▶ Prompt 1
Reproduce the passage of the fursona thread between "I mean yeah, that's" and "(Feb 2, 2020)", inclusive.
▶ Prompt 2
In two sentences, summarize the fursona thread.
▶ Prompt 3
Carry the fursona thread forward from its last line.
══ Excerpted text
# Is it possible to outgrow/get over a fursona?



## BlackDragonAJ89 (Feb 1, 2020)

So earlier this year, I created a thread where I discussed how I couldn't figure out what I really wanted my fursona to be. The more I think about the issue, the more I wonder not just what species I should use, or if I should even have a fursona at all. After all, I am a talentless nobody, I don't really have any big personality quirks, and I don't really seem to "fit in" anywhere I go. I really just see my persona as being more of an archetype than a persona.

I just wonder if it's common for people to play around with a species, then find themselves looking elsewhere because the species they thought was a good fit for them was actually not what they wanted. Hell, I wonder if it's actually possible to be a furry and not have a fursona.


----------



## Kit H. Ruppell (Feb 1, 2020)

I've abandoned a couple alts over the years, but I'll probably always have my fox.


----------



## Breyo (Feb 1, 2020)

I'm sure you aren't a "talentless nobody"! Sometimes you just gotta look at yourself in depth to find out what you excel at. Lots of times, what we're good at isn't made apparent right away. Just know that there is something out there that you're good at! Everyone has some kind of niche 

I'll spare you from anymore of my sappiness now, hehe. In the short while that I've been in the fandom, I've seen tons of people that have multiple fursonas. Most times, I feel that people have multiple sonas because they could be experimenting to see what species best fits their personality, appearance, etc.

Also, regarding "being a furry and not having a fursona", I'm pretty sure that's possible. Heck, it isn't like anyone can stop you, right?

Honestly, I wouldn't beat yourself up too hard over it. Sometimes these things take a while, and that's ok! You'll find what fits you eventually


----------



## BlackDragonAJ89 (Feb 1, 2020)

BreyoGP said:


> I'll spare you from anymore of my sappiness now, hehe. In the short while that I've been in the fandom, I've seen tons of people that have multiple fursonas. Most times, I feel that people have multiple sonas because they could be experimenting to see what species best fits their personality, appearance, etc.



I mean yeah, that's true... But I've been in this fandom for a good 15 or so years now. I'd assume I'd come to a definite conclusion.


----------



## Nyro46 (Feb 2, 2020)
════
══ Extracted data
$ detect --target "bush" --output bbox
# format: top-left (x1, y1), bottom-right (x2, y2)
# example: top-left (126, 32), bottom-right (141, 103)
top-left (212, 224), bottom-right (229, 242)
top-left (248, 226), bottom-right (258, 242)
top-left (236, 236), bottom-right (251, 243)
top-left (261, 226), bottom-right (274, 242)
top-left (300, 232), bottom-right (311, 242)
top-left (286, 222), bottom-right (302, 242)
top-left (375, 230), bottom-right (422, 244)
════
▶ Task response 1
I mean yeah, that's true... But I've been in this fandom for a good 15 or so years now. I'd assume I'd come to a definite conclusion.


----------



## Nyro46 (Feb 2, 2020)

▶ Task response 2
The original poster, who has been in the fandom for about 15 years, asks whether it is common to try a species and then look elsewhere, and whether someone can be a furry without a fursona. One reply says the writer has abandoned a couple of alts but will probably always keep a fox, and another says many people have multiple sonas while experimenting and that being a furry without a fursona is likely possible.

▶ Task response 3
Yeah, I've changed my fursona quite a bit over the years due to either outgrowing them or because other reasons. I also have a few characters I consider "fursonas" (with the main one being basically a replica of me, and the couple others being a bit different from me in some ways). I've outgrown some of my past main fursonas either due to me thinking the species didn't suit me (particularly with my first main sona from 2010) or because I had developed an association to a bad experience/memory with the fursona that I wanted to detach from. My current main sona I made this year and luckily I don't feel they are or will be associated with any significant occurrence/memory, so they'll probably last a lot longer as my main fursona. But even then I don't always use my main sona as an avatar picture or whatever, I use my other characters or secondary sonas a lot (for example Nyro, he is more of a story character but I refer to him as a secondary sona since I have used him to represent me / my accounts a lot, but he is also very different from me as a character).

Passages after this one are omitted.